■ **Directive**
Copy out the listing below, swapping "Could you kindly tag" for "Please mark" wherever it occurs and leaving every other word unchanged.

-- BEGIN --

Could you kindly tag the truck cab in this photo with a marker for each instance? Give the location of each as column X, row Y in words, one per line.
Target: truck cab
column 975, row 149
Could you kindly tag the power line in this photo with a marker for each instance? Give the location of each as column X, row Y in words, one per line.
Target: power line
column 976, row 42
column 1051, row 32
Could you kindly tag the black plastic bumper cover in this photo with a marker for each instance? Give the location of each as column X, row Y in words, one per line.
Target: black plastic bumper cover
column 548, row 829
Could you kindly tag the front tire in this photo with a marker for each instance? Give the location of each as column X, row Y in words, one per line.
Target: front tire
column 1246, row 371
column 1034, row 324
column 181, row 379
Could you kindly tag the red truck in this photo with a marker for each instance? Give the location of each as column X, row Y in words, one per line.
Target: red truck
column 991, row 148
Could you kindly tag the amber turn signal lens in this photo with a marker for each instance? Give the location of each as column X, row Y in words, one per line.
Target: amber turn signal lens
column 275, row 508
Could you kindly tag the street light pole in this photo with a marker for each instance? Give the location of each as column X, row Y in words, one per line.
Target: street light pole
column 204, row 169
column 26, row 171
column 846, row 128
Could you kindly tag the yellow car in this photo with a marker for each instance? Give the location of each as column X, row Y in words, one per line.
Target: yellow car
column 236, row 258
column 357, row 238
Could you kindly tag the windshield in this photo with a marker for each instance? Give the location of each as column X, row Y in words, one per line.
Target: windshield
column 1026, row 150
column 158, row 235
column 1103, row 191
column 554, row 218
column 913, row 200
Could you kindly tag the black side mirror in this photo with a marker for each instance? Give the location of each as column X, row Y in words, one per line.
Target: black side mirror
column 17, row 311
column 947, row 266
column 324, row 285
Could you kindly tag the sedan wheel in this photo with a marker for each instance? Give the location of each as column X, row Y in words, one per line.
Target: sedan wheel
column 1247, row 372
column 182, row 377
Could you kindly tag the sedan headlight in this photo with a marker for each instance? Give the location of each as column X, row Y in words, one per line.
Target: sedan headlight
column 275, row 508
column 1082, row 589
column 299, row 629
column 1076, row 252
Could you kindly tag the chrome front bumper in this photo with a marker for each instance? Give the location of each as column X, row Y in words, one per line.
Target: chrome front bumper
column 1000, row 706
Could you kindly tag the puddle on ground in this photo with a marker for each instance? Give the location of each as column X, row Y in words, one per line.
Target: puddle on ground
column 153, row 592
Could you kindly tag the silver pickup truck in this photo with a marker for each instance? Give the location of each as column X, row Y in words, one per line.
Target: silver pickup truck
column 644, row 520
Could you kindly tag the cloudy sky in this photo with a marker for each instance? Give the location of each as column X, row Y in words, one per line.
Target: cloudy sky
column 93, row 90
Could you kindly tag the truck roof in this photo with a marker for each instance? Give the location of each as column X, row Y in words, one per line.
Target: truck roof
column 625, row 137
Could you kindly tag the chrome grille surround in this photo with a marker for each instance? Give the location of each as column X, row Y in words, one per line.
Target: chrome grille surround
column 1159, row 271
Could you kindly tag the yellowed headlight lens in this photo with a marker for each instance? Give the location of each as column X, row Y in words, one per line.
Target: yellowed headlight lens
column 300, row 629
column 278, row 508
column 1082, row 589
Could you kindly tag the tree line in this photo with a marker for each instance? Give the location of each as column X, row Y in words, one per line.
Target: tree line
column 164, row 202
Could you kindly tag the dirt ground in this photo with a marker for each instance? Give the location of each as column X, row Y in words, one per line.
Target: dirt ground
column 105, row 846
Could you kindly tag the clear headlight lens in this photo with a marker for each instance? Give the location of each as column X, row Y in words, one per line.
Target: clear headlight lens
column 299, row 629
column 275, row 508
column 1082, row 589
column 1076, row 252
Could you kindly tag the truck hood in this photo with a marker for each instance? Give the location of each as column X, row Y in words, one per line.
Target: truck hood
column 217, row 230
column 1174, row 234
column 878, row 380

-- END --

■ **Response to this task**
Please mark the truck cab in this photo with a marker for each instance? Give the location of each as column X, row Y in words, one per line.
Target: truck cab
column 975, row 149
Please mark the power line in this photo with a marker for each instance? Give the location of each as column X, row Y in words, one per line.
Target: power line
column 976, row 42
column 1051, row 32
Please mark the black plastic bumper cover in this photo with a marker for each instance? Give the location of each as column X, row Y in words, one per line.
Target: black plastic bumper cover
column 548, row 829
Please mark the front tire in this photo with a marker for each instance? Give the location of each as column X, row Y in words, one per line.
Target: front tire
column 1246, row 371
column 1034, row 324
column 181, row 379
Please mark the red truck in this photo with a marker for each instance? Give the location of each as column X, row Y in words, one per line.
Target: red truck
column 991, row 148
Please mark the amber turn signal lens in this photo with a marker for each instance? Give the location of each as column X, row Y in words, one per line.
Target: amber turn signal lens
column 275, row 508
Please mark the street light pole in this photo with a marker for each instance? Give the location of each as column X, row Y in words, one per line.
Target: street light pole
column 204, row 169
column 26, row 171
column 846, row 128
Please mark the yellow car in this photo with a marker for each instance? Give the location of each as column X, row Y in words, one per line.
Target: yellow car
column 236, row 258
column 357, row 238
Please mark the windshield in this photo with a marker for each instance? Give the location of each as column X, row Y in words, one per line.
Target: windshield
column 1026, row 150
column 158, row 235
column 1103, row 191
column 554, row 218
column 913, row 200
Please mark the black side mirror in this photo with a marker for each instance? Give the location of each as column X, row Y in words, one per line.
Target: black side mirror
column 17, row 311
column 947, row 266
column 324, row 285
Please mark the sedan wheel in this photo with a marker for each instance? Give the location of each as column X, row Y in words, one per line.
Target: sedan wheel
column 1247, row 372
column 182, row 377
Please mark the sedan headlight in this photo with a marker for each instance? Give the location of each as column X, row Y in words, one per line.
Target: sedan headlight
column 275, row 508
column 1082, row 589
column 299, row 629
column 1076, row 252
Please mark the chrome front bumper in this photo with a marker for each instance? Give the location of each as column X, row Y in words, one per line.
Target: chrome front bumper
column 1000, row 706
Please mark the puddle on ground in this photo with a marker for each instance? Give the location of each as column X, row Y in words, one per line.
Target: puddle on ground
column 153, row 592
Please mark the silver pickup truck in this photo with a marker for each instance? Give the location of each as column X, row Y in words, one per line.
Target: silver pickup truck
column 644, row 520
Please mark the cloudy sky in this photo with a marker for each instance? Give the location of each as column X, row Y in words, one per line.
Target: cloudy sky
column 93, row 90
Please mark the truck roof in this photo with a marker for each instance? Give the location of each as column X, row Y in words, one per line.
Target: truck roof
column 625, row 137
Please mark the chrome grille surround in this photo with a marker for each instance? Give the location of each as column X, row Y in words, one per line.
Target: chrome grille surround
column 1159, row 271
Please mark the yellowed headlight lens in this photo with a marker for each instance? Give the location of each as column X, row Y in words, one per line.
Target: yellowed headlight lens
column 300, row 629
column 278, row 508
column 1082, row 589
Please mark the tree line in this photo with a marker for each instance? Give the location of each as column X, row Y in words, one per line.
Target: tree line
column 164, row 202
Please mark the dirt ground in this photo with a marker for each instance? Give the location of each as column X, row Y in words, one per line.
Target: dirt ground
column 105, row 846
Please mark the clear headlight lens in this photo with a marker for each instance? Give the location of each as column X, row Y in words, one per line.
Target: clear headlight lens
column 299, row 629
column 275, row 508
column 1082, row 589
column 1076, row 252
Please mark the truck hood in this photo with a marker for each instance? Give the location of each as column X, row Y in words, one per line.
Target: truck hood
column 217, row 230
column 1174, row 234
column 878, row 380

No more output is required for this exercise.